[Raw records]
********************
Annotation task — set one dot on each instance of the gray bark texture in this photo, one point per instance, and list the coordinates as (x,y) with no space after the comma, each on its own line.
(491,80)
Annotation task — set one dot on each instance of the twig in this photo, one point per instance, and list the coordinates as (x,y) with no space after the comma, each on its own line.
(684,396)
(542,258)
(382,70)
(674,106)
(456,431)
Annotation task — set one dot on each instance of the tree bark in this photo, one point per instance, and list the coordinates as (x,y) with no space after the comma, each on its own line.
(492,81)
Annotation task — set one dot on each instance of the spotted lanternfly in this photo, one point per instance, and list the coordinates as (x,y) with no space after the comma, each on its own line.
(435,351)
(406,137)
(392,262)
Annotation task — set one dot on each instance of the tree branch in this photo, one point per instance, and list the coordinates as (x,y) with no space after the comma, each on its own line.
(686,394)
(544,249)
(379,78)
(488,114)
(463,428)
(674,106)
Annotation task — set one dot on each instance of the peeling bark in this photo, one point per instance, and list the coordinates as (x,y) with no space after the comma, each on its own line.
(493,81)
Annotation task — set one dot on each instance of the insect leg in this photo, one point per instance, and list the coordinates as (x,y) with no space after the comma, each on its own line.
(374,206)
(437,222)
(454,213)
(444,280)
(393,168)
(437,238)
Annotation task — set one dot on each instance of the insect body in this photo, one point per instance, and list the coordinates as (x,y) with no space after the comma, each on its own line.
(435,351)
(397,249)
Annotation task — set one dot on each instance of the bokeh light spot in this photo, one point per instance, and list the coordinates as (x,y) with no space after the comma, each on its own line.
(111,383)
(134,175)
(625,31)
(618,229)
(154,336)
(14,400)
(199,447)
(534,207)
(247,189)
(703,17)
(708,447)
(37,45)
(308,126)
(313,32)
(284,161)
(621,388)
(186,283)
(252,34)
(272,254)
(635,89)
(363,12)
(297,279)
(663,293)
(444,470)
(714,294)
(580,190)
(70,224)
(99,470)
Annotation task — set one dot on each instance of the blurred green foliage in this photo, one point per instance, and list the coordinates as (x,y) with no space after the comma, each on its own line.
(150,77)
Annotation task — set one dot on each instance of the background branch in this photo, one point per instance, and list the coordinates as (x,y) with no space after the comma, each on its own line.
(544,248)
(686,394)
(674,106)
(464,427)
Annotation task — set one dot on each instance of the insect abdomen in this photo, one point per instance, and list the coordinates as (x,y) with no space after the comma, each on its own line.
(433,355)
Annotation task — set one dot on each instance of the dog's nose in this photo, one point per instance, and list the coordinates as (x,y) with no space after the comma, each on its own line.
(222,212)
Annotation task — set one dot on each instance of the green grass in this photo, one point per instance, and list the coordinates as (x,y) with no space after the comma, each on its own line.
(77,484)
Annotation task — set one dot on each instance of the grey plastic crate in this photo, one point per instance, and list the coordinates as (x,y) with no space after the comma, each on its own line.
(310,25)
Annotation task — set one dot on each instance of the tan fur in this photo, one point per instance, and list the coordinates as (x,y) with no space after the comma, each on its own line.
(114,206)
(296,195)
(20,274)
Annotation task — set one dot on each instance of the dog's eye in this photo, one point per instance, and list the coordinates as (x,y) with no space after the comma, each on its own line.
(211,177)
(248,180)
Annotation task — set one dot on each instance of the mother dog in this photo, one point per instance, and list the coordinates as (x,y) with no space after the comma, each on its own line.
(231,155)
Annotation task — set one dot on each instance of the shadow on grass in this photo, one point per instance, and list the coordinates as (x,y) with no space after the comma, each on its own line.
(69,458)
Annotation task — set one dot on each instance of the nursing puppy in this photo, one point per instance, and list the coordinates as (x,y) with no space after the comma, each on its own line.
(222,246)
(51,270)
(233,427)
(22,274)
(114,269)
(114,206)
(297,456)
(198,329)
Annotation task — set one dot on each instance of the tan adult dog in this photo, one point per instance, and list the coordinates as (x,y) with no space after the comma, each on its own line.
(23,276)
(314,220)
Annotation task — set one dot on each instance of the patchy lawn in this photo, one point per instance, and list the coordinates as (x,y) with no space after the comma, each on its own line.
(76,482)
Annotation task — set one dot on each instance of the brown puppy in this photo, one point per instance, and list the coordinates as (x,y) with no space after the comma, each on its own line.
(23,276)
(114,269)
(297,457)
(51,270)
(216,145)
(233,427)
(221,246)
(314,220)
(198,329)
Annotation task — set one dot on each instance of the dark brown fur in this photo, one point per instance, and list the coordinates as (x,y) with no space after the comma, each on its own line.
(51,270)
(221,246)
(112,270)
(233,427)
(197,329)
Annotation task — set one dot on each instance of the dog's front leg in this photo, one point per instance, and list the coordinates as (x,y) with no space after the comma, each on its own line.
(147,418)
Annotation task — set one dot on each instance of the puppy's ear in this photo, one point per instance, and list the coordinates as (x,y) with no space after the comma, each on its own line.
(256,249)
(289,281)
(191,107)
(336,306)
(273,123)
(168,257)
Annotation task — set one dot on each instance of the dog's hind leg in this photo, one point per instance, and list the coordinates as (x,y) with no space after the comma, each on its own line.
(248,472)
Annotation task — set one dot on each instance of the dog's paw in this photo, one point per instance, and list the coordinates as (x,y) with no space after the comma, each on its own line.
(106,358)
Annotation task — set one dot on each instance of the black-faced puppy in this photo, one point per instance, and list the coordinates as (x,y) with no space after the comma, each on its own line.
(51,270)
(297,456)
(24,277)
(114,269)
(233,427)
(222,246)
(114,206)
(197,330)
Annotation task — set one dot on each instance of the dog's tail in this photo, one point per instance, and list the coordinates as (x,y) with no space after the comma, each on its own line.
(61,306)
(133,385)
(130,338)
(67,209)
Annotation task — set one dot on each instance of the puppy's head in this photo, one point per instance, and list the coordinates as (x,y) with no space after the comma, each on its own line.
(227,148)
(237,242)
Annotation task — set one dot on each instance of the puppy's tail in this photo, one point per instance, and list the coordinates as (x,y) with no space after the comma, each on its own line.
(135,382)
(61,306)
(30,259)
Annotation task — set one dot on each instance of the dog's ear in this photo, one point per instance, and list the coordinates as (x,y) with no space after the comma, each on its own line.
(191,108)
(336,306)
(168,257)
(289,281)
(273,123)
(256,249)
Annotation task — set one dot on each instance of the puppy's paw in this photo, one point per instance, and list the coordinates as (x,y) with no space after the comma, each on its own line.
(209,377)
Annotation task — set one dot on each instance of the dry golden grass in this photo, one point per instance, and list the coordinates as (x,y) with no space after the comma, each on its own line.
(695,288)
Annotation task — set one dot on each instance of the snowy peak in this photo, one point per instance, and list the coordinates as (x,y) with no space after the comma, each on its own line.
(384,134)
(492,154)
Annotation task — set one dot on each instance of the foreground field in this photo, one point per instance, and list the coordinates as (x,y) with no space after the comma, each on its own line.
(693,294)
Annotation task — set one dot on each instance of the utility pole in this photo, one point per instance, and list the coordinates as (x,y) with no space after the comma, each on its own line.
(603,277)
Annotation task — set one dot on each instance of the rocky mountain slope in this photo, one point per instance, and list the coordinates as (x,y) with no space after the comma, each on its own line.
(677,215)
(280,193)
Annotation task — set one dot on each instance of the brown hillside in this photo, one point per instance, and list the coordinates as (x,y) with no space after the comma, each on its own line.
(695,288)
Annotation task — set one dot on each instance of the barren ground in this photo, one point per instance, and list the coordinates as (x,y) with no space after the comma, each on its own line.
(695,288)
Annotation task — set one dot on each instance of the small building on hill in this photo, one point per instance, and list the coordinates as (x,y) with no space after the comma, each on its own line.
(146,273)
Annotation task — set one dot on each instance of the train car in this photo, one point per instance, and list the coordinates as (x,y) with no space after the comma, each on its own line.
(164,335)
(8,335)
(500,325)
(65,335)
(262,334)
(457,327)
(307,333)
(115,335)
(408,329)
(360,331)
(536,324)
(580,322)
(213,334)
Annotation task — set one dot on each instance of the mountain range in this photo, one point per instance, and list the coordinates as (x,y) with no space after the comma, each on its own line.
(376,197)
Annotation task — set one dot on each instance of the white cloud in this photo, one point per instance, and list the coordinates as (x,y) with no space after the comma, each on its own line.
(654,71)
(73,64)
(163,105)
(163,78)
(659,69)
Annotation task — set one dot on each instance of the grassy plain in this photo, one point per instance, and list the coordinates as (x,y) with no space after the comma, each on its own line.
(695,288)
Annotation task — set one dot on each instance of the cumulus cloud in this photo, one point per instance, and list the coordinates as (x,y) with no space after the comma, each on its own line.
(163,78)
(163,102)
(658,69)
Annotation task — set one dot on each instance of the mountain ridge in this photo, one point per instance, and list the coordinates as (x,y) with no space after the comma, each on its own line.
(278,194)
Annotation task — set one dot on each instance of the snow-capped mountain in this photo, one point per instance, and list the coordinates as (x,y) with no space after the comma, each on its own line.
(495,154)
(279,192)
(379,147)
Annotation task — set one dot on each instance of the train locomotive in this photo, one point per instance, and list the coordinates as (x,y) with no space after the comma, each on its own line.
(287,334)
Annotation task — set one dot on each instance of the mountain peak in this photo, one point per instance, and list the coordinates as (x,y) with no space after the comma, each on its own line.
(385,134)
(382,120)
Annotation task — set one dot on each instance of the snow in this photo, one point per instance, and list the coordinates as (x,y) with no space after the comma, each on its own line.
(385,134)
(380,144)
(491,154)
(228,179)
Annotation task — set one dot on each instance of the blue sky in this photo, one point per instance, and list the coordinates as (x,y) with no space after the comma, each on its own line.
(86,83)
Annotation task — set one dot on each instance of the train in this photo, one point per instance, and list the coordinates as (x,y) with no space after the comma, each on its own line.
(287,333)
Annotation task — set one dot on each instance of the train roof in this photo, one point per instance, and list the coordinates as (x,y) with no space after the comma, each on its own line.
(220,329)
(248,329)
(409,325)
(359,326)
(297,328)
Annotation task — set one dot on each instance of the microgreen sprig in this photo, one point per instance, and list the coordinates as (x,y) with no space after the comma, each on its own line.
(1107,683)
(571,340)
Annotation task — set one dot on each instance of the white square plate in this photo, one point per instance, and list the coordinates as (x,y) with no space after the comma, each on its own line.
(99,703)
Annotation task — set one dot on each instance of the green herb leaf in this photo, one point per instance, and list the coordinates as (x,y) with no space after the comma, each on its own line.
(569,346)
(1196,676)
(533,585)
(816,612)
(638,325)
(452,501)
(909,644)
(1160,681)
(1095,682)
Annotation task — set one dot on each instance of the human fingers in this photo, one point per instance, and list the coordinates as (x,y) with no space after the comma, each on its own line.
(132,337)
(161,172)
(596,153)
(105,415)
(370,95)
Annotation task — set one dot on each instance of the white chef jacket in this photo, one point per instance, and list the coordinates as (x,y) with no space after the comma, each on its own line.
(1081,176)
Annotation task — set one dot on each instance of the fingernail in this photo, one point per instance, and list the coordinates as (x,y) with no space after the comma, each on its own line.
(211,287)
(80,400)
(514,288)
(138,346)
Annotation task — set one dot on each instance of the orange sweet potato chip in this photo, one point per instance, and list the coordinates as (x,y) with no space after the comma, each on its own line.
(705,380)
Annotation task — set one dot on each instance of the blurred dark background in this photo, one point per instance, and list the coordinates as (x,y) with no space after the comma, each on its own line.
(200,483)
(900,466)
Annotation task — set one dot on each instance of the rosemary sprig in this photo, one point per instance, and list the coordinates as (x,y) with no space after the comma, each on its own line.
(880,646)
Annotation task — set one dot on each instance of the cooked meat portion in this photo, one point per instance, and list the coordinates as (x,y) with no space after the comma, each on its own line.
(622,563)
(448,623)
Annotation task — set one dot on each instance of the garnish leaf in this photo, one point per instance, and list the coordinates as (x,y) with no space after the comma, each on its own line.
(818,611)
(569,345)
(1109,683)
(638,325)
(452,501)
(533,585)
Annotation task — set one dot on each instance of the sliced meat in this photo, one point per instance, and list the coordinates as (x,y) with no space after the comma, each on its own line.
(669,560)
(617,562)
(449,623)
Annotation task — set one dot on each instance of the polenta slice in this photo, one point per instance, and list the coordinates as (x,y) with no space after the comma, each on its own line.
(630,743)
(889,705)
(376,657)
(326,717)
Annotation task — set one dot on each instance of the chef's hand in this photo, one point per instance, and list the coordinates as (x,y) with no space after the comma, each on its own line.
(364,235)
********************
- _Exercise requirements_:
Repeat, without any change, the lines that run from the one containing "of the chef's" through the end of the lines.

- _Exercise output_:
Annotation task — set one dot on each instance of the chef's hand in this photo, one point per instance, and list the coordinates as (x,y) with no space after the comma, each on its own line.
(364,235)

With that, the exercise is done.